Texte source:
┌──

Pour sûr, je n’étais pas un saint et cela faisait un bon moment – vingt-trois prostituées plus tard, sans pouvoir envisager de me résoudre au même destin – que l’idée de me passer d’une compagne pour me combler me trottait dans la tête. Pensez donc, se libérer de la contrainte du sexe sans perdre plus de temps que nécessaire ! Mais bordel, je n’allais quand même pas débourser soixante-dix euros sans compter les frais de ports pour me faire envoyer anonymement de quoi remplacer ma main ! Les femmes étaient bien plus vernies, pour toutes les tailles, de toutes les formes, du plus vibrant au plus doré, au point que l’on essayait de le faire passer pour un objet décoratif. Les hommes, eux, à moins d’avoir envie de se l’enfourner par derrière, voyaient les prix exploser. Et je n’avais pas envie de me choper des résidus cancérigènes dans le rectum – si ça peut arriver pour les boites de céréales, gageons que les moulages de bite n’ont rien à envier à leurs homologues faits de chair. Pour le reste, les gripsous peuvent être sûrs qu’ils choperont des boutons ou que l’outil les lâchera.

└──

Consigne:
D'après le texte, quelle somme le narrateur refuse-t-il de débourser, sans compter les frais de port ? Les données qui suivent n'ont aucun rapport avec le texte.

Extraits de données:
┌──

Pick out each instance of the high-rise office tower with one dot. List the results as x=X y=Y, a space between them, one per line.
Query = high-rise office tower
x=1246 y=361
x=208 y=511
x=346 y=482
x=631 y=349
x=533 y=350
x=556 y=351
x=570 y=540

└──

Corrigé:
Soixante-dix euros.